Write out word for word the part of the report on keeping campers safe in the heat that runs from "On the Widener" to "Hydration is key.".

═════ SELECTED EXCERPT

At the YMCA in South Philadelphia, camp staff were keeping a close eye on youngsters under the blistering conditions.
Often children do not recognize the symptoms of heat related illnesses, so it's important that staff members can.
"All the counselors are first aid and CPR-certified," said staffer Kellan White. "With that they learn the signs of dehydration and over-heating. And so they keep an eye on the kids. At this point they know all their kids, so you can tell when your kid is acting a little different than he normally does."
The YMCA has a system in place when temperatures soar. Outdoor activities are limited to the morning and afternoons are spent in the gym or pool indoors.
"At the YMCA once it's above 92 degrees we have to bring the kids back in, per DPW regulations. So what we have here is a schedule we designed just for hot days," said White.
On the Widener University campus in Chester, Pa., youth soccer camps are underway.
Temperatures on the turf can be 10-20 degrees hotter than in other places. Hydration is key.
Trainer Keith Hnilicka, or 'Doc' as he is known, is in charge of making sure campers stay safe.
"On a day like today we are looking for any signs of heat exhaustion: weakness, tiredness, headache, dizziness," said Hnilicka.
And of course the water boy was a popular guy at this camp Wednesday. The camp is also providing towels soaked in ice and cold water. The campers put them on their heads to try and beat the heat.
The staff also makes sure campers get more frequent breaks and emphasize quality hydration.
"One gulp, one ounce," said Hnilicka. "You have to have a minimum of 8 gulps on very break."

══════════
═════ RECORDED INFORMATION

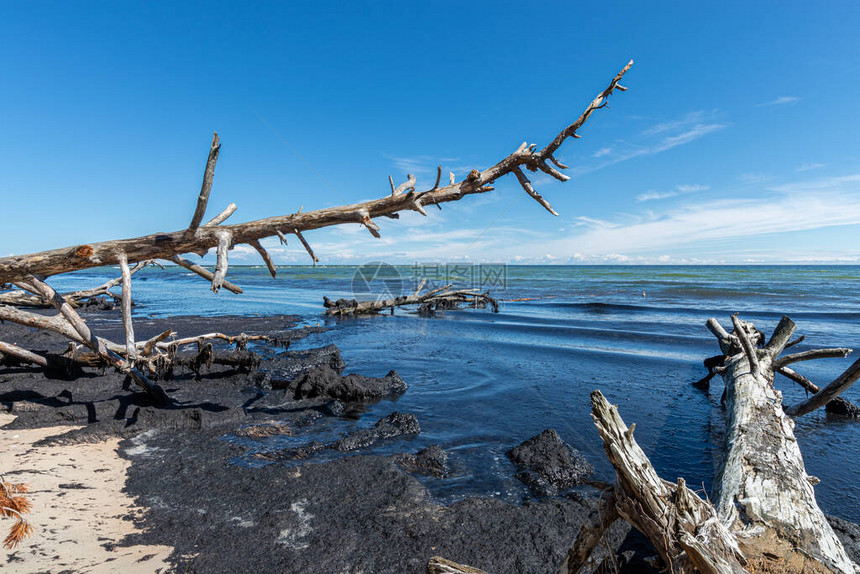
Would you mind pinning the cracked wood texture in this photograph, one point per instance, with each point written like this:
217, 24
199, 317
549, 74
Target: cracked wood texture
764, 495
683, 528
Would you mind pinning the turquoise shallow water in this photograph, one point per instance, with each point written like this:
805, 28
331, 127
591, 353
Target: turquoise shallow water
481, 383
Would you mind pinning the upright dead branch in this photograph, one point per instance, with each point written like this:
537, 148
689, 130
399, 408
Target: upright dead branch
683, 528
764, 495
765, 517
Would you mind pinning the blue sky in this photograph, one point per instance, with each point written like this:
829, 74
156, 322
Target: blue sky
737, 141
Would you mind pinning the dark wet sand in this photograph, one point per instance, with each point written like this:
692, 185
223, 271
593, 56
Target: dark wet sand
358, 513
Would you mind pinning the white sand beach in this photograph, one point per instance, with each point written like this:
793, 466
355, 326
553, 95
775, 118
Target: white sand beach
79, 509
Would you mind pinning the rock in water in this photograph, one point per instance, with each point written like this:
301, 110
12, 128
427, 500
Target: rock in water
395, 424
431, 461
548, 465
323, 381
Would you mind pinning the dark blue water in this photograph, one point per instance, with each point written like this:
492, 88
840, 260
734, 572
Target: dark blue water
481, 383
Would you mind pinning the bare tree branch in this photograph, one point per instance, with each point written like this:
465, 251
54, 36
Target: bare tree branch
828, 393
208, 177
838, 353
198, 239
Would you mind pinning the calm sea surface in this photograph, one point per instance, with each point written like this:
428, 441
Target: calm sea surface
481, 383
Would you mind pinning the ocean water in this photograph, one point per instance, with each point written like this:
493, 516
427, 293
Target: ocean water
480, 383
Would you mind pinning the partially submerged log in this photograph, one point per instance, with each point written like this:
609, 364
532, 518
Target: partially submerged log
80, 298
765, 516
439, 565
683, 528
428, 303
29, 272
763, 492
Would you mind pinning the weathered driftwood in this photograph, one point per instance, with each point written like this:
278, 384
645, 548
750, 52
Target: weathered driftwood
29, 272
201, 238
764, 495
683, 528
765, 516
428, 303
157, 357
81, 298
439, 565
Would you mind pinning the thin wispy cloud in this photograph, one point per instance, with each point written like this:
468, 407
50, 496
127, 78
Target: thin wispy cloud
679, 190
792, 207
754, 178
419, 164
681, 123
781, 101
809, 166
669, 135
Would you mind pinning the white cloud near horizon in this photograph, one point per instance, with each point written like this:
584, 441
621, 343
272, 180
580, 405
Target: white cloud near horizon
798, 206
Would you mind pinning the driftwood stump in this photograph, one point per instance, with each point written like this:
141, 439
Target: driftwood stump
765, 518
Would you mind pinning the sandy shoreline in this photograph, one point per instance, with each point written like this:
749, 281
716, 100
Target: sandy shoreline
79, 511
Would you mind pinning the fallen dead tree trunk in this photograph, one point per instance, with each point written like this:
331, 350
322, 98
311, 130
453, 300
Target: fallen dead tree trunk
29, 272
81, 298
683, 528
763, 492
158, 357
765, 517
428, 303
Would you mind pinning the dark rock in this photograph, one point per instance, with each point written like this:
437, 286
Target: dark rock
840, 406
334, 408
548, 465
323, 381
394, 425
431, 461
355, 513
849, 534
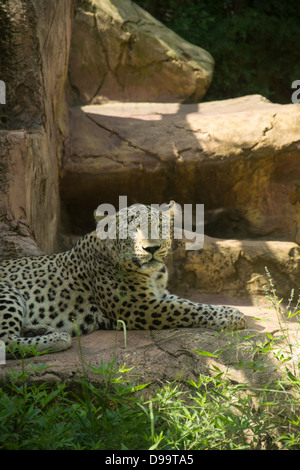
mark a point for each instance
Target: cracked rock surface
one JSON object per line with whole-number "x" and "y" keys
{"x": 158, "y": 357}
{"x": 239, "y": 157}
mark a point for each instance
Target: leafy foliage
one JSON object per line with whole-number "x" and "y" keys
{"x": 255, "y": 44}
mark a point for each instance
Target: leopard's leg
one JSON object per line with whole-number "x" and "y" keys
{"x": 12, "y": 314}
{"x": 172, "y": 311}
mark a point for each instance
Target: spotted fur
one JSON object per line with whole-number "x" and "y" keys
{"x": 97, "y": 282}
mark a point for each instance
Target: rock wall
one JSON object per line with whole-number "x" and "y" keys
{"x": 35, "y": 38}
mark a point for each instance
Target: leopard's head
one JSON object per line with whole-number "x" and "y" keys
{"x": 138, "y": 237}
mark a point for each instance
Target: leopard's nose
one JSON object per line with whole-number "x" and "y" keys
{"x": 151, "y": 249}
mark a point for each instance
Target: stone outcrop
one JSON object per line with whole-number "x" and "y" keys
{"x": 239, "y": 157}
{"x": 120, "y": 52}
{"x": 159, "y": 357}
{"x": 33, "y": 122}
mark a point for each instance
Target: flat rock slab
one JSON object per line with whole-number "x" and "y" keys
{"x": 158, "y": 357}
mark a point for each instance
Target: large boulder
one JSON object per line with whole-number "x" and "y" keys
{"x": 120, "y": 52}
{"x": 33, "y": 124}
{"x": 239, "y": 157}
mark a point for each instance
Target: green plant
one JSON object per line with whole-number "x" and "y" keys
{"x": 253, "y": 42}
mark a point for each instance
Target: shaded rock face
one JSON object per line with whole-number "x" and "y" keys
{"x": 159, "y": 357}
{"x": 239, "y": 157}
{"x": 120, "y": 52}
{"x": 33, "y": 120}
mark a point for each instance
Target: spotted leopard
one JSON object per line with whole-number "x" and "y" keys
{"x": 45, "y": 300}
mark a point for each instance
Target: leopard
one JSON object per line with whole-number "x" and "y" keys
{"x": 113, "y": 277}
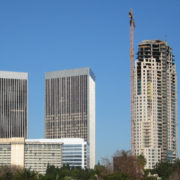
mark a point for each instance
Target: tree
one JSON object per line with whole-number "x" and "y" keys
{"x": 125, "y": 163}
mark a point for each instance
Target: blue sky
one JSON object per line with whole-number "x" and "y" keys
{"x": 41, "y": 36}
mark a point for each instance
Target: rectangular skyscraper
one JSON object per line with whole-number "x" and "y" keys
{"x": 155, "y": 103}
{"x": 70, "y": 106}
{"x": 13, "y": 104}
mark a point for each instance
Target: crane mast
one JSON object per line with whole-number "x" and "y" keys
{"x": 132, "y": 26}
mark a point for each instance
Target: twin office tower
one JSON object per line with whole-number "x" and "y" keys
{"x": 69, "y": 106}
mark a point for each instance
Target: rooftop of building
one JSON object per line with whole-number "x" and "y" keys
{"x": 13, "y": 75}
{"x": 70, "y": 72}
{"x": 152, "y": 42}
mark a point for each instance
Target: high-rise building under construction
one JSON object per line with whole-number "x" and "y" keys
{"x": 155, "y": 103}
{"x": 70, "y": 106}
{"x": 13, "y": 104}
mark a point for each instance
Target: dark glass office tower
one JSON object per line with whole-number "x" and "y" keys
{"x": 13, "y": 104}
{"x": 70, "y": 106}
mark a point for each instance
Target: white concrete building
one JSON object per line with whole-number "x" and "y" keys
{"x": 38, "y": 153}
{"x": 155, "y": 103}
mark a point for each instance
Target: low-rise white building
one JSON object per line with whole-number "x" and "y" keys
{"x": 37, "y": 154}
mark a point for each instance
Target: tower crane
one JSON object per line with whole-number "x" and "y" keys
{"x": 132, "y": 26}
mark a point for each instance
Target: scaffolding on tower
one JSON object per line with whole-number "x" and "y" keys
{"x": 132, "y": 26}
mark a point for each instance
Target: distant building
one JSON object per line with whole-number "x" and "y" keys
{"x": 13, "y": 104}
{"x": 38, "y": 153}
{"x": 70, "y": 106}
{"x": 75, "y": 152}
{"x": 155, "y": 103}
{"x": 34, "y": 154}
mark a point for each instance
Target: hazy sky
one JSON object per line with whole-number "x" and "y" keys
{"x": 38, "y": 36}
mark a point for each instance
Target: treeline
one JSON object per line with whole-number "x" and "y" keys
{"x": 123, "y": 166}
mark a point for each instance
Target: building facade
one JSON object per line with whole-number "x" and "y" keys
{"x": 155, "y": 103}
{"x": 36, "y": 154}
{"x": 70, "y": 106}
{"x": 75, "y": 152}
{"x": 13, "y": 104}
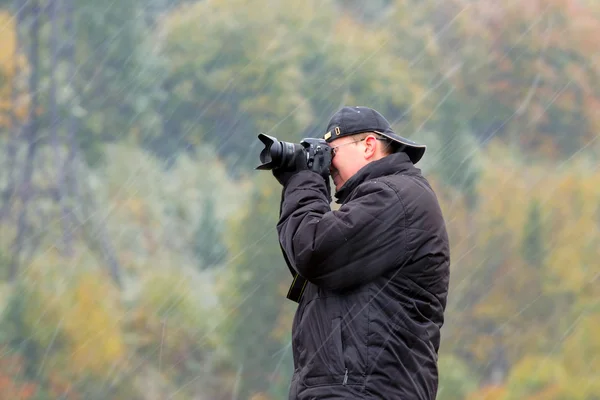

══════════

* ANSWER TO THE EXERCISE:
On the Widener University campus in Chester, Pa., youth soccer camps are underway.
Temperatures on the turf can be 10-20 degrees hotter than in other places. Hydration is key.